EXCERPTED PASSAGE:

Can you get diabetes from eating sugar?

Type 2 diabetes is a so-called “lifestyle disease”. Sugar has not been established as a direct cause of diabetes. Obesity and lack of physical activity are reported to be major risk factors for type 2 diabetes.

Many people believe that sugar causes diabetes. This comes from the fact that the disease manifests itself through an elevated content of sugar in the blood. But sugar has not been established as a cause of diabetes. Like fat, protein and other carbohydrates, sugar provides energy. If you take in more energy than your body expends, over time you may become obese, which is a major risk factor for developing type 2 diabetes.

Type 2 diabetes is a lifestyle disease. This means that the development of the disease is closely linked to the individual’s overall lifestyle. The biggest risk factors for developing type 2 diabetes are being overweight, not exercising enough, genetic factors and age. Type 2 diabetes develops gradually when the body can no longer produce enough insulin and/or has an impaired capacity to react to insulin. Type 1 diabetes develops when the body loses the ability to produce insulin and is thus unrelated to lifestyle. Type 1 diabetes is predominantly genetics, and not preventable.

REQUIRED WORK:
• 1. Copy, word for word, the part of the sugar and diabetes passage starting with "Type 2 diabetes is a so-called" and going on through "for type 2 diabetes.".
• 2. Pick up the sugar and diabetes passage after its final sentence and keep writing it.

MATERIAL SUPPLIED:
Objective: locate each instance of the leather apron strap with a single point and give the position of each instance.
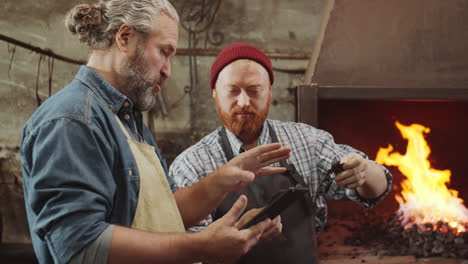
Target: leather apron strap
(156, 210)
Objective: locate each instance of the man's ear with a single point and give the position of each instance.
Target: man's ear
(124, 36)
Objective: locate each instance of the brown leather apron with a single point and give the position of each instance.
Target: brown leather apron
(296, 244)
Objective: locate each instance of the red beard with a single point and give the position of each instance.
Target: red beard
(247, 128)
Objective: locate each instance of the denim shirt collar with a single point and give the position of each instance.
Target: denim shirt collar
(109, 95)
(236, 143)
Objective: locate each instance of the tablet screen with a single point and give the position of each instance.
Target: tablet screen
(278, 203)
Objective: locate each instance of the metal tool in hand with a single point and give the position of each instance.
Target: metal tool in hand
(326, 182)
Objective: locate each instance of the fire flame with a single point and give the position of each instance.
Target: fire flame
(425, 197)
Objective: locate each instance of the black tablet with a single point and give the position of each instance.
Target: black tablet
(278, 203)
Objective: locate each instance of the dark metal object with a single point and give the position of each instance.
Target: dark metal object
(326, 182)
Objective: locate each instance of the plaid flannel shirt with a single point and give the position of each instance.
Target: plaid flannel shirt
(313, 152)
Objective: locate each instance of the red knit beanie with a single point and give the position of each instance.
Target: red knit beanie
(237, 51)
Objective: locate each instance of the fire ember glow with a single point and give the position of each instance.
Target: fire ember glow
(425, 199)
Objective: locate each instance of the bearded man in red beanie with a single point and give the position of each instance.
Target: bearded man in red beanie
(241, 81)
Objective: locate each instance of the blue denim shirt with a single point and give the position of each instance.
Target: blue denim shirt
(79, 175)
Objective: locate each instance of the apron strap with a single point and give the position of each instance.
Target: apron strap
(122, 127)
(224, 141)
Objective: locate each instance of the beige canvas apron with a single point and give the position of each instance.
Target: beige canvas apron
(157, 210)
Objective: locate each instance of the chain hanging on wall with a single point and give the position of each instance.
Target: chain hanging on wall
(43, 53)
(197, 17)
(11, 50)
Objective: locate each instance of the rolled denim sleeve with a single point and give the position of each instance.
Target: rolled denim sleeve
(68, 183)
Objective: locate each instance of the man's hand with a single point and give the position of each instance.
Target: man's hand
(225, 242)
(247, 166)
(272, 230)
(354, 174)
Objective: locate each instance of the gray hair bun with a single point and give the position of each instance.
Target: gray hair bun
(86, 21)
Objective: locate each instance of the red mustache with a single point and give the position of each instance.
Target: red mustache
(243, 110)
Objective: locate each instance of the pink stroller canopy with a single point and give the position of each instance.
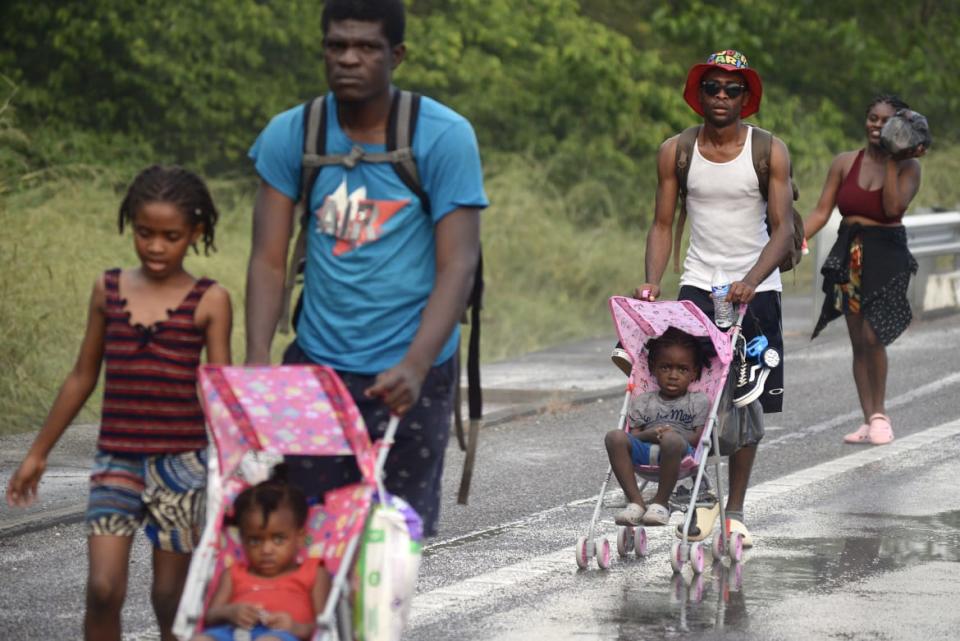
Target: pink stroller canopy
(301, 410)
(638, 321)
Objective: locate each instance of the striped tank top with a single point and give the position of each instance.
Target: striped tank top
(150, 403)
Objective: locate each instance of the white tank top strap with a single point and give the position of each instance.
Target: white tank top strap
(726, 216)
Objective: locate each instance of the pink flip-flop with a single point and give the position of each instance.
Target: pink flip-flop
(860, 436)
(881, 431)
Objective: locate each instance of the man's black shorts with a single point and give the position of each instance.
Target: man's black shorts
(764, 310)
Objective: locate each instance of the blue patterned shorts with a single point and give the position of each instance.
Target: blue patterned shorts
(165, 492)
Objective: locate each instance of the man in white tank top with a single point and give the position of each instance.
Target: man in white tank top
(728, 221)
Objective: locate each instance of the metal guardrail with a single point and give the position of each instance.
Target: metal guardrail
(929, 237)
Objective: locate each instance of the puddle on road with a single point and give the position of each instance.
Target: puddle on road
(732, 601)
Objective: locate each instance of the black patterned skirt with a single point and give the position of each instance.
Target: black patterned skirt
(867, 272)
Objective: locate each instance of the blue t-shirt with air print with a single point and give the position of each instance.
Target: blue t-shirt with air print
(370, 245)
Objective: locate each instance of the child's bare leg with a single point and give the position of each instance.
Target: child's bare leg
(619, 451)
(672, 448)
(109, 558)
(169, 575)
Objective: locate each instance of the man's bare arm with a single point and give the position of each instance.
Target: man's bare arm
(779, 212)
(457, 253)
(272, 226)
(660, 236)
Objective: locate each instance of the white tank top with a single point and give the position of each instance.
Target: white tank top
(727, 219)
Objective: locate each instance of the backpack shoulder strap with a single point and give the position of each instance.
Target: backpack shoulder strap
(314, 145)
(685, 144)
(760, 148)
(401, 128)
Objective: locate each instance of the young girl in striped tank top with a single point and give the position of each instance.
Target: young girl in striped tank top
(148, 325)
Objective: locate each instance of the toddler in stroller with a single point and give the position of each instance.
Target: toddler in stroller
(671, 431)
(368, 542)
(665, 426)
(277, 595)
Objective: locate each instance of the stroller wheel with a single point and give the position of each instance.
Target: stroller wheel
(717, 547)
(678, 554)
(603, 553)
(583, 553)
(697, 589)
(736, 547)
(640, 542)
(625, 540)
(697, 558)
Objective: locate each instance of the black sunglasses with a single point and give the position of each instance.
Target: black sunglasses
(712, 88)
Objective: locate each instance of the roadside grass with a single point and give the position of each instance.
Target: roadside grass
(548, 271)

OUTPUTS FOR THE TASKS:
• 1.
Type 2 diabetes is a so-called “lifestyle disease”. Sugar has not been established as a direct cause of diabetes. Obesity and lack of physical activity are reported to be major risk factors for type 2 diabetes.

• 2.
People used to believe that diabetics could not tolerate even the tiniest bit of sugar.
However, dietary advice for people with diabetes has changed over the past few decades. The latest scientific advice in guidelines provided by the European Association for the Study of Diabetes support that a moderate intake of “free sugars” can be part of a healthy balanced diet. Diabetics with satisfactory blood glucose levels can consume up to 50 grams per day of “free sugars”, divided between various meals. For individual dietary advice, people should consult their healthcare professional.